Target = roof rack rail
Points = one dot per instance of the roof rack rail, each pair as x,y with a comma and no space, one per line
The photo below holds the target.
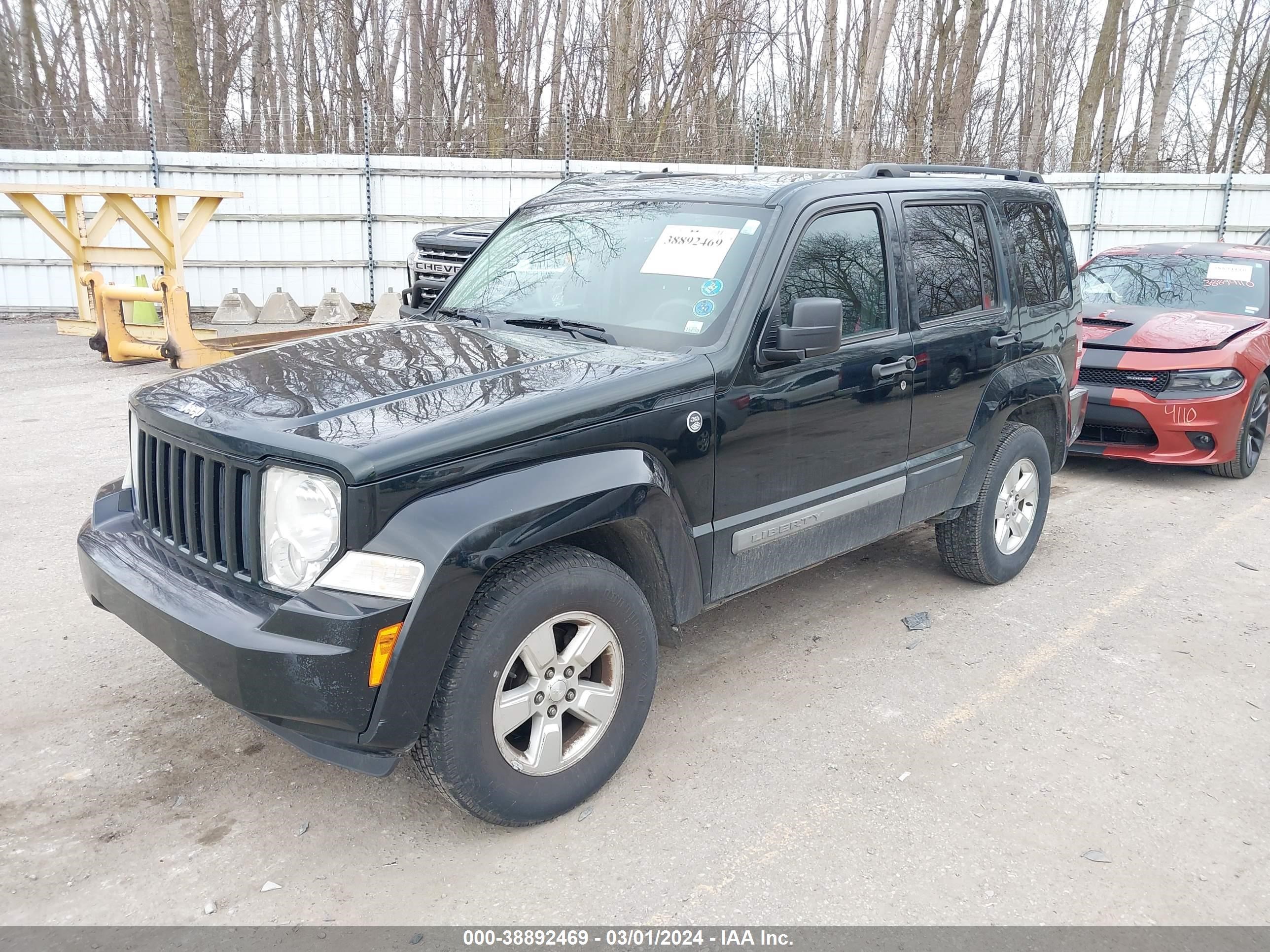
667,174
1008,174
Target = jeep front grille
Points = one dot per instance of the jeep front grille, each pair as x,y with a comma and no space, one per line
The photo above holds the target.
1146,381
200,504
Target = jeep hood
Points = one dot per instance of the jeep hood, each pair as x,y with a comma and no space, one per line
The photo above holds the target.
379,402
1152,329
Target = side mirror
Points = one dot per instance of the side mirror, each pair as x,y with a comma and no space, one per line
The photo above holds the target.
814,329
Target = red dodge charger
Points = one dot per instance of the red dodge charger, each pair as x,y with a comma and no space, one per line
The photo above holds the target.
1176,342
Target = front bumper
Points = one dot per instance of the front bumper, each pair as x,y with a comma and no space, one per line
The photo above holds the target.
296,664
1130,424
1077,408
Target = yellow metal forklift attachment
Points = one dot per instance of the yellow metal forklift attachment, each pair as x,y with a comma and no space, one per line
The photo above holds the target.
183,345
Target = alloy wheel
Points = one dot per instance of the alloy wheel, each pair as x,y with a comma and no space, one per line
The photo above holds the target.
1017,507
558,693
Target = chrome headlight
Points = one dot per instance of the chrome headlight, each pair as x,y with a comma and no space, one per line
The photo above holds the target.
134,451
1200,384
299,526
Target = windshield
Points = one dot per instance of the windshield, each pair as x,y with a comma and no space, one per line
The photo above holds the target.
1191,282
656,274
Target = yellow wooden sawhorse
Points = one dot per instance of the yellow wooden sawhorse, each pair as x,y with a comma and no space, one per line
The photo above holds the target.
101,304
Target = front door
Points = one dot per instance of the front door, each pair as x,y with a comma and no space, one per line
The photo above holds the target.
811,462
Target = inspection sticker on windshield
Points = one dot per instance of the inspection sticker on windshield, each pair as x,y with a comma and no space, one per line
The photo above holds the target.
1227,273
689,250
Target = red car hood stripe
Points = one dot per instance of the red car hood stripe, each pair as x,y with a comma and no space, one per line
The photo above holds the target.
1151,329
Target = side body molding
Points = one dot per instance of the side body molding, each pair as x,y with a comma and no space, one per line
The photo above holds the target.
461,534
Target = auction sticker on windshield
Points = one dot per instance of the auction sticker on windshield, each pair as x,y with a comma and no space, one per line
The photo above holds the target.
690,250
1225,272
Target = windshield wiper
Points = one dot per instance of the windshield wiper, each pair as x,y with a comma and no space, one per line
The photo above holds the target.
592,332
464,315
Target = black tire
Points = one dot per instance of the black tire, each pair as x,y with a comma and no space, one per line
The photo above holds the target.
1253,435
459,752
967,544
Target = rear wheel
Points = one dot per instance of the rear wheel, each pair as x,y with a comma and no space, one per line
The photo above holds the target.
1253,435
546,688
993,537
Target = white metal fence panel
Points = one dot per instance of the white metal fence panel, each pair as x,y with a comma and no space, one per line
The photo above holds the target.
303,221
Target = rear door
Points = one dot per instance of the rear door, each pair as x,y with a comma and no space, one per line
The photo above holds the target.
816,465
1046,263
964,331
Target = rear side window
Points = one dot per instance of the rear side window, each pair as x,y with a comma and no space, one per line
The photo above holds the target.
1042,261
841,256
952,257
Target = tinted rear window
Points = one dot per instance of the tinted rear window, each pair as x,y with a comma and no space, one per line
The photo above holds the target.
1042,261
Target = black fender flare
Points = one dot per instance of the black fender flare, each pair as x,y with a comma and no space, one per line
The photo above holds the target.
461,534
1024,381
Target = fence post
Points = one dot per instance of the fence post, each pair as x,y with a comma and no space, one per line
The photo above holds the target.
1230,183
154,141
1097,183
568,145
370,211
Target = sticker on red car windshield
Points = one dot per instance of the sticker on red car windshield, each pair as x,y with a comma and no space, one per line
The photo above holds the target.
1229,273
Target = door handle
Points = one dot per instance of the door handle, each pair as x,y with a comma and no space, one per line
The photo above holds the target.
1006,340
891,370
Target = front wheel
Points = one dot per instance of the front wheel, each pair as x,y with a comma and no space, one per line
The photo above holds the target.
993,537
546,688
1253,435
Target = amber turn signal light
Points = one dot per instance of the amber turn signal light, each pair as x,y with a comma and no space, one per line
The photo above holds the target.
384,643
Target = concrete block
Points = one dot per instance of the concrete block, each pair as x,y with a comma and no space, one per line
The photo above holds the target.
237,307
281,309
334,309
387,310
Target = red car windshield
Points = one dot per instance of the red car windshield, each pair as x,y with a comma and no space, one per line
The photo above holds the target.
1184,282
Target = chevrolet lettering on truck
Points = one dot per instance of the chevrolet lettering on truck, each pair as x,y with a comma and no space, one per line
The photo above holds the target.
461,539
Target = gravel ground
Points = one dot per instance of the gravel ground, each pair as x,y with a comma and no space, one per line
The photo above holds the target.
807,759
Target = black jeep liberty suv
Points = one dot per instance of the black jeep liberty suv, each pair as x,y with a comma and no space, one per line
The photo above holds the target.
464,537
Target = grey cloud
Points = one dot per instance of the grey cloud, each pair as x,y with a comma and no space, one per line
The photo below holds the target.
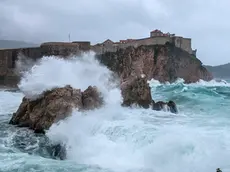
##############################
◆ WRITTEN EXERCISE:
Exclude the pictures and repeat every other part of the records word for word.

◆ TASK SOLUTION:
Target = roof rack rail
Points = one dot per instance of the roof rack rail, each pair as x,y with a comma and no space, one per line
The photo below holds the target.
667,174
1008,174
Target = jeep front grille
Points = one dot per instance of the jeep front grille, each pair as x,y with a comma and no space, one per line
The photo above holds the target.
1146,381
200,504
Target = jeep hood
Points = one dot per instance of the jeep hood, each pair as x,y with a comma and no space, one per line
The photo above holds the target.
379,402
1152,329
Target = side mirror
Points = one dot per instance of the side mirror, each pair as x,y with a comma and no space, one per line
The photo above holds the target.
814,329
Target = red dodge charger
Points = one dot per instance of the red dodge charger, each pair as x,y with a comma and no space, one per line
The photo above holds the target.
1176,342
Target = front bumper
Points = one dot per instance of the front bumper, each pair as x,y with a comma and no space, one per line
The photo above holds the target.
296,664
1130,424
1077,408
Target = yellow metal forklift attachment
Points = one dot per instance of the yellow metal forklift attachment, each pair as x,y with a comma and no space, one per line
The photo above holds the target.
183,345
Target = alloy wheel
Points = one dot per instance of the alloy wheel, each pair as x,y with a comma and no space, one per line
The photo above holds the target.
1017,507
558,693
Target = chrome headlight
Points = one dot per instance of the chrome headlight, each pair as x,y with a comma and no space, one per line
The photo above holds the target.
134,451
1200,384
299,526
Target = windshield
Points = one dot per instance of the windshield, each pair as x,y with a comma and no space, one per line
The photo above holds the target.
1191,282
656,274
Target = yellow wooden sawhorse
Points = one dot per instance of the yellow wooden sawhorse, each pair as x,y with a comma and no space, one per line
The photo above holds the target.
101,304
Target = front door
Points = one dot per instance of the front door, each pair as x,y with a comma and no space, one per line
The photo above holds the target.
811,462
Target = inspection sticker on windshield
Points = one dot per instance of the inspection sticker on windshield, each pair as x,y with a comma and no space, one per line
The photo above holds the target.
1227,273
689,250
Target = red car hood stripe
Points = one dot per instance of the red car hood stripe, each pair as x,y with a comma and no space, one per line
The photo above holds the target.
1151,329
Target = side body molding
Points = one dot per instance of the side body molding, each pair as x,y with a comma and no space, one per line
The photo above holds the target.
461,534
Target = auction sticker on windshield
Points = one dot per instance of the auction sticker on windshield, each pair as x,y with a comma and no space, one per line
The photo above holds the target.
690,250
1225,272
Target = windshield wiper
Points = one dot per instance of the windshield wiper, each pair as x,y with a comma and no space, one per line
The photo above holds the target.
592,332
464,315
Target = black tire
Points = one dot per instance of the black tire, each pair as x,y with a comma and no space, one per line
The photo above holds the target.
1253,435
459,752
967,544
Target = rear wheel
Points = one dot per instance of the rear wheel, each pair as x,y with a comma and no space, one per line
The photo above holds the target.
1253,435
546,688
993,537
Target = white metal fence panel
Points = one dot per instance of the white metal fence panel, each pair as x,y with a comma and no space, one per line
The photo above holds the target.
303,221
Target = rear door
Points = one dot per instance of the rear door, each pair as x,y with a comma and no space, one per line
The photo above holds the target.
816,465
1046,263
964,331
Target = rear side window
Points = one dot per instance of the rear side window, each pair as x,y with a comma and no space, one per line
The photo above holds the target.
1042,261
841,256
952,257
Target = tinted rear window
Points = one dot per instance of the tinted rear window, each pair as x,y with a comma and no space, one per line
The photo above holds the target.
1042,261
Target = black fender flare
Points = one dot per instance of the black fender flare, each pair as x,y with a comma and no space, one per line
The photo above holds the target.
461,534
1024,381
Target = fence post
Points = one dot per instance of the fence post, each pair as x,y with a comma and no space, one per line
The photo above holds the target.
1230,183
154,141
1097,183
568,145
370,211
Target = sticker on red car windshield
Points = one dot per instance of the sticker on red car windshield, each pair as x,y with a comma and no space, one per line
The photo above holds the target.
1229,273
Target = door handle
Points = one dot per instance of the door handle, each pair as x,y with a comma and no space, one per line
The photo above holds the target.
1006,340
891,370
Target = front wheel
Points = one dot per instance of the front wheel, each pair as x,y with a comma and no space, one per line
The photo above holds the target.
993,537
546,688
1253,435
Target = amber turn signal light
Points = one dot per instance of the amber turn signal light, each pair as x,y with a comma and no space, one per line
The photo above holds the target.
384,643
Target = concrete block
Points = one dot per instance of the concrete block, each pair as x,y with a comma and no space, one per line
The photo above holds the target.
237,307
281,309
334,309
387,310
Target = red car windshield
Points = one dot per instance of the red car windshield, each pair as x,y with a comma and no space, one per line
The photo above holds the target.
1184,282
Target = chevrolet lettering on truck
Points = one dot per instance of the chevrolet lettering on truck, each pair as x,y with a comma and no space, one per line
The photo above holds the target.
461,539
Target = gravel ground
Points = one dot per instance of the gravel ground, each pair as x,y with a comma and no space, one per line
The photo above holds the target.
807,759
Target = black jeep liberty suv
Points = one dot per instance of the black jeep liberty suv, each pair as x,y with a comma and no space, one per line
The photo above holds the target.
464,537
Target = grey cloud
Points = one dot per instance of the grey cloud, each pair as x,y with a comma and no space, one per line
The photo below holds the target.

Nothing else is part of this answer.